Das so in die Hefte gebrachte philosophische Wissen wurde später von Karl Rosenkranz aus den Schülermitschriften kompiliert und als Philosophische Propädeutik herausgegeben. Aber auch Hegel selbst griff in der Heidelberger Zeit auf seine Aufzeichnungen der Philosophiestunden am Egidiengymnasium gern zurück.

Die erhoffte Ordnung der finanziellen Verhältnisse stellte sich nicht ein. So wenig die öffentlichen Gelder für einen Pedell, einen Kopisten etc. gereicht zu haben scheinen, so wenig ist man wohl auch in der Lage gewesen, den Rektor selbst regelmäßiger Zahlungen zu versichern. Rückstände von Monaten in der Anweisung des Gehaltes konnten vorkommen und brachten Hegel wieder Schwierigkeiten. In anderer Hinsicht brachte die Nürnberger Zeit allerdings etwas Neues. Wohl zu seiner eigenen Überraschung lernte Hegel hier eine junge Frau kennen, die mit ihm in den Stand der Ehe zu treten gewillt war:

Ehestand Hegels

Marie von Tucher war gerade zwanzig Jahre alt, als ihr Hegel am 16. April 1811 die Ehe antrug. Sie war damit in etwa halb so alt wie Hegel selbst. Dennoch scheinen die Bedenken des Vaters, Jobst Wilhelm Karl Freiherr von Tuch zu Simmelsdorf, Senator der Stadt Nürnberg, und auch der Mutter Maries, geb. Susanna Freiin Haller von Hallerstein, auf einem anderen Gebiete als dem des Alters gelegen zu haben.

Als Niethammer von der Neuigkeit mit dem Datum des 18. Aprils 1811 erfuhr, schrieb Hegel dazu, sein Glück ist zum Teil an die Bedingung gebunden, dass [er] eine Stelle auf der Universität erhalte, da Marie doch neben der Aussteuer mit einer jährlichen Apanage von 100 Talern beschieden werden sollte. Um die Sache nicht zu dramatisieren, erweist sich Niethammer auch hier als Freund und antwortet mit einer Art Empfehlungsschreiben für Hegel, durchaus zur Vorlage bei den Tuchers geeignet.

----------------

**Was zu tun ist**
Führe den oben stehenden Text über Hegels Nürnberger Jahre im Anschluss an seinen letzten Satz weiter. Die anschließenden Zeilen stehen für sich und haben mit dem Text über Hegel nichts zu tun.

----------------

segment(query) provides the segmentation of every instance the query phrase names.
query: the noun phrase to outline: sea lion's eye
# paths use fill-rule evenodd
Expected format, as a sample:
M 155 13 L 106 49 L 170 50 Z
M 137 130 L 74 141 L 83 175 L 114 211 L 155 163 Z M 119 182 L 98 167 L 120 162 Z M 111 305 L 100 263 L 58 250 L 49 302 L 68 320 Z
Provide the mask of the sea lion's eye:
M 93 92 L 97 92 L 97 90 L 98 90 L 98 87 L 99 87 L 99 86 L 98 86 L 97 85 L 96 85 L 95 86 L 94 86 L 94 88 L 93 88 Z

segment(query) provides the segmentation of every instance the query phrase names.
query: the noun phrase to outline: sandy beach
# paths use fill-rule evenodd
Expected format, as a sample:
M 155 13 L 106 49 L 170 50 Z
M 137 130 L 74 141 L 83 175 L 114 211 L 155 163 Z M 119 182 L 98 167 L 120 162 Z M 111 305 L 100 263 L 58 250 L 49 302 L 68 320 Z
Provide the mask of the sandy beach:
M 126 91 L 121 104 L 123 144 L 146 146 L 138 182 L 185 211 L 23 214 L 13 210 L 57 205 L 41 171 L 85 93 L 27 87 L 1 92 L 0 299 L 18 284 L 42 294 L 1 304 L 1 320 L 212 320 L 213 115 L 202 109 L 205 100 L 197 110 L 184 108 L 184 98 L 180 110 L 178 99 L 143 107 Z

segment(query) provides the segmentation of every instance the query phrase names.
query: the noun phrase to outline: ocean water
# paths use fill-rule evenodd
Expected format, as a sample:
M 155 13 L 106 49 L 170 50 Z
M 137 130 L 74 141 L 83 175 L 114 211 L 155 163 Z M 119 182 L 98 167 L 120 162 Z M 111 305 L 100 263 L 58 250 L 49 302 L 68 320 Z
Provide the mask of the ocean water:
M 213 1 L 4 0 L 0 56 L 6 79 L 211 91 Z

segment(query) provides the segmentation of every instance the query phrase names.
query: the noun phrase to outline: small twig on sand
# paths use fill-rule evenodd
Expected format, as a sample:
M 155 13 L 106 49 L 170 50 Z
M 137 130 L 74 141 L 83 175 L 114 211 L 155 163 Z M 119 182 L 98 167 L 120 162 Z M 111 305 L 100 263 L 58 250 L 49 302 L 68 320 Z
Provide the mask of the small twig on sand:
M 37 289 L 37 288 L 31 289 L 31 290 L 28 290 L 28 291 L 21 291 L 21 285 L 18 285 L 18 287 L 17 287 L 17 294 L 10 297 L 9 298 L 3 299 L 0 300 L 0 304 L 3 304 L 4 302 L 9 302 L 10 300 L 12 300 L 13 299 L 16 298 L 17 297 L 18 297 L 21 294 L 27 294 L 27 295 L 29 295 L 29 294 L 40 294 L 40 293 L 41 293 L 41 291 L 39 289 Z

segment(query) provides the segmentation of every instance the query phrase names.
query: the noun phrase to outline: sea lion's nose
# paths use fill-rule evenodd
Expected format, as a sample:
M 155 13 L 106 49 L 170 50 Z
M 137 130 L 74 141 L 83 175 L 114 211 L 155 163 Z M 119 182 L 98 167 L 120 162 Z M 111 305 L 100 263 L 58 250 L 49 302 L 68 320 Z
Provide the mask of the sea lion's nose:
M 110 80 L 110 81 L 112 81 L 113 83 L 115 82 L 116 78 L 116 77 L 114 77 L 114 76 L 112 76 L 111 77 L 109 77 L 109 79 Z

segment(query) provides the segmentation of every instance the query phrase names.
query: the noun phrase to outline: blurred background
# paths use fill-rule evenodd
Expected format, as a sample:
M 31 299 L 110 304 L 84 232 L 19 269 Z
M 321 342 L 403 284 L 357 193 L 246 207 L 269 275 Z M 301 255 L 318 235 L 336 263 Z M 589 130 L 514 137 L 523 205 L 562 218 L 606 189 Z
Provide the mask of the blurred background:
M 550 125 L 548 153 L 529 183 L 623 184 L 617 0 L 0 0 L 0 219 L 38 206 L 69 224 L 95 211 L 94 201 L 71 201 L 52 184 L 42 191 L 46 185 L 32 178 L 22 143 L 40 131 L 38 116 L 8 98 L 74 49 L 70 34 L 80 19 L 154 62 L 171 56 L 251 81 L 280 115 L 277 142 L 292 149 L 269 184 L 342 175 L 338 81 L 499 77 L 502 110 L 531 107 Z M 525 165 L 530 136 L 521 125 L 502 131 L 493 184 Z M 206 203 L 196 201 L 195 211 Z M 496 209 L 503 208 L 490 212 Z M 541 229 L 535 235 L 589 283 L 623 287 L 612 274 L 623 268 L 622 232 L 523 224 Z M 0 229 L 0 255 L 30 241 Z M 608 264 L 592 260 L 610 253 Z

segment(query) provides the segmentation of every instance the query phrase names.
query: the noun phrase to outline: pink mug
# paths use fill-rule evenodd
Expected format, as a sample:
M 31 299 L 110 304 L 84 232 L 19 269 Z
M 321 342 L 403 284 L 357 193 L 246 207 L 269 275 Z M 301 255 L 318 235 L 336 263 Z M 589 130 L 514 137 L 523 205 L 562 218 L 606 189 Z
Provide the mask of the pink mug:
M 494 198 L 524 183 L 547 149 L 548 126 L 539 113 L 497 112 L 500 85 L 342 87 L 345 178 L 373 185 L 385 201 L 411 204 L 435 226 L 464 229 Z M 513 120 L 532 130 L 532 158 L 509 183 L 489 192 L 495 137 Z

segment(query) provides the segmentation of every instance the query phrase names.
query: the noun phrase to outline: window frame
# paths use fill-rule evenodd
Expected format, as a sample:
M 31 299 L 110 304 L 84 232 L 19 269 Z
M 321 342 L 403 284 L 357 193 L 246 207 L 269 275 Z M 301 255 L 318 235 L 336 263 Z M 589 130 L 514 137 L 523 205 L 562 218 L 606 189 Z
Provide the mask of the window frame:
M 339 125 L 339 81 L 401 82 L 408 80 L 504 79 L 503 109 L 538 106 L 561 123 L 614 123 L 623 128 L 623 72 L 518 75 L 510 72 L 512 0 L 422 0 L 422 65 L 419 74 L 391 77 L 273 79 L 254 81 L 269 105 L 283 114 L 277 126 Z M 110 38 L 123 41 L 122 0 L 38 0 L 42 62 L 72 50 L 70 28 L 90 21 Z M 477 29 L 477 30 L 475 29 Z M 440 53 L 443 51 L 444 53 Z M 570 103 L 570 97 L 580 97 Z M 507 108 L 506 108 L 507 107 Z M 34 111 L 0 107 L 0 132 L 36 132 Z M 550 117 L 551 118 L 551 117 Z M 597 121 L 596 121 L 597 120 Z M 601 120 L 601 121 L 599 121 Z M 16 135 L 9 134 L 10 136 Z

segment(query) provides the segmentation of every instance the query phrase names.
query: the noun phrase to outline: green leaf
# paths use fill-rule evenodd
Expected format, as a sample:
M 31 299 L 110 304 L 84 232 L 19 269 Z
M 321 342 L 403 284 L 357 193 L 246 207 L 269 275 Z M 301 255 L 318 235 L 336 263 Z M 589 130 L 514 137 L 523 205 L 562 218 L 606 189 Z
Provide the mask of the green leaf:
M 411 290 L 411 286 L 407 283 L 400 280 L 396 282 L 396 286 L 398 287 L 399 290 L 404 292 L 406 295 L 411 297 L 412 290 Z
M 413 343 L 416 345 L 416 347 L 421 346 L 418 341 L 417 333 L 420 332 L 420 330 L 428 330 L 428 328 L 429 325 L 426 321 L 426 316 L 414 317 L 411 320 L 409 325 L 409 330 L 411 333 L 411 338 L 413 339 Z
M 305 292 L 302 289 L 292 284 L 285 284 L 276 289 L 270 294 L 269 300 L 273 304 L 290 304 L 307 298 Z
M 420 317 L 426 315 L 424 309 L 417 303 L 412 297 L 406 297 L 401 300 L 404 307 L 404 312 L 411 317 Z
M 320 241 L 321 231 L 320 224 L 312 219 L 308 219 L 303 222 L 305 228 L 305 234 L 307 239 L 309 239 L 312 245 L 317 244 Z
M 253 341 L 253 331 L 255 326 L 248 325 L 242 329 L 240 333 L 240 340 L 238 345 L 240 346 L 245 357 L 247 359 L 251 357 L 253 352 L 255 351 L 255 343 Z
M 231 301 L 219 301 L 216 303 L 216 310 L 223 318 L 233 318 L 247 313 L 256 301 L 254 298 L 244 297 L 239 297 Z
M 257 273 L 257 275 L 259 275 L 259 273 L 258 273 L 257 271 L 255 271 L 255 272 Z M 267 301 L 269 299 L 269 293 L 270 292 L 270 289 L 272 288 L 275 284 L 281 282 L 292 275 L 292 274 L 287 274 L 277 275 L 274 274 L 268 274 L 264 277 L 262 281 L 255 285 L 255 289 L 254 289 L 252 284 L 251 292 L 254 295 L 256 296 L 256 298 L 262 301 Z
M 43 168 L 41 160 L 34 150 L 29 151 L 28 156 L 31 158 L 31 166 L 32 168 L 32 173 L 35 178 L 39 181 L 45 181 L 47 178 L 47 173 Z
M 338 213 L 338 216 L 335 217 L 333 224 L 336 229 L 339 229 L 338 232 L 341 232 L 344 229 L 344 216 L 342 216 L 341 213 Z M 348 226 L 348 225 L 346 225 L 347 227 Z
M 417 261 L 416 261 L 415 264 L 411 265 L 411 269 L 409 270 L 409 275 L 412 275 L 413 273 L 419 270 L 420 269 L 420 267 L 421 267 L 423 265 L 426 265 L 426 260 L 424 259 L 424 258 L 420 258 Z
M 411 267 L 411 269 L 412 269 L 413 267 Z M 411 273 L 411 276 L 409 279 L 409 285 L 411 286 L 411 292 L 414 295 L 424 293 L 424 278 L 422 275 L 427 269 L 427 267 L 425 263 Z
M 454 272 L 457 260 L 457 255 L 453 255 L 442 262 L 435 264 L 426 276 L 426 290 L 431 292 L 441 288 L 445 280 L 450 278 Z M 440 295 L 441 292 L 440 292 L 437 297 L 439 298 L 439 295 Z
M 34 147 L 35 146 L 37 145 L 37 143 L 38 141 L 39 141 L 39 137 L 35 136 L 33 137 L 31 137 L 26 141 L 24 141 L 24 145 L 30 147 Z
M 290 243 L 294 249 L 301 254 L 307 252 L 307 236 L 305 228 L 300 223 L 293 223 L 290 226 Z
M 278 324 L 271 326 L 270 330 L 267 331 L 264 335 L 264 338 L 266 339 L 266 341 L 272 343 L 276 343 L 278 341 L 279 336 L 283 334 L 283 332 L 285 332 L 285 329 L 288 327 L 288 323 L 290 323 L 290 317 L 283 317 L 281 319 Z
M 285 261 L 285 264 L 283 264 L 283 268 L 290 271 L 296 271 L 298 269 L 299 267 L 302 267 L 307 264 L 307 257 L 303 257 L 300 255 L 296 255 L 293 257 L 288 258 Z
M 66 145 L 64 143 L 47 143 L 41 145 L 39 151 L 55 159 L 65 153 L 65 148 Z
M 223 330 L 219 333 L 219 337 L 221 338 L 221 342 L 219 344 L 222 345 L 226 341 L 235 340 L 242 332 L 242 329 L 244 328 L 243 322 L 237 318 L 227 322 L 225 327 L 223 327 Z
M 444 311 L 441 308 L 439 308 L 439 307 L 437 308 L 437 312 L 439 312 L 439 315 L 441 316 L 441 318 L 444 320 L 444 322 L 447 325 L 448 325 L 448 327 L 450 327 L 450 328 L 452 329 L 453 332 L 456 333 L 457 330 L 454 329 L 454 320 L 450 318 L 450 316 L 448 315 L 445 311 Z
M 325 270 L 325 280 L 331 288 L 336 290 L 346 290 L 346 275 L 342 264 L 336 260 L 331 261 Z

----------------

**Antwort zur Aufgabe**
Auf diese oder andere Weise scheinen sich die Tucherschen Bedenken dann zerstreut zu haben, denn für den 16. September 1811 wurde die Hochzeit anberaumt.

Abfassung der Logik

In genau der Zeit kurz nach der Eheschliessung begann Hegel auch an seiner Wissenschaft der Logik zu schreiben. Es ist keine Kleinigkeit, im ersten Semester seiner Verheiratung ein Buch des abstrusesten Inhaltes […] zu schreiben bekam Niethammer im Februar 1812 zu hören. Im Jahr 1813 wurde Hegel dann zum Schulrat ernannt, womit sich seine materielle Situation etwas verbesserte.

Heidelberg (1816 – 1818)

Am 19. Oktober 1816 traf Hegel in Heidelberg ein. Am 28. Oktober hielt er seine Antrittsvorlesung. Als Vorlesungsleitfaden erschien im Mai 1817 die erste Auflage der Enzyklopädie der philosophischen Wissenschaften.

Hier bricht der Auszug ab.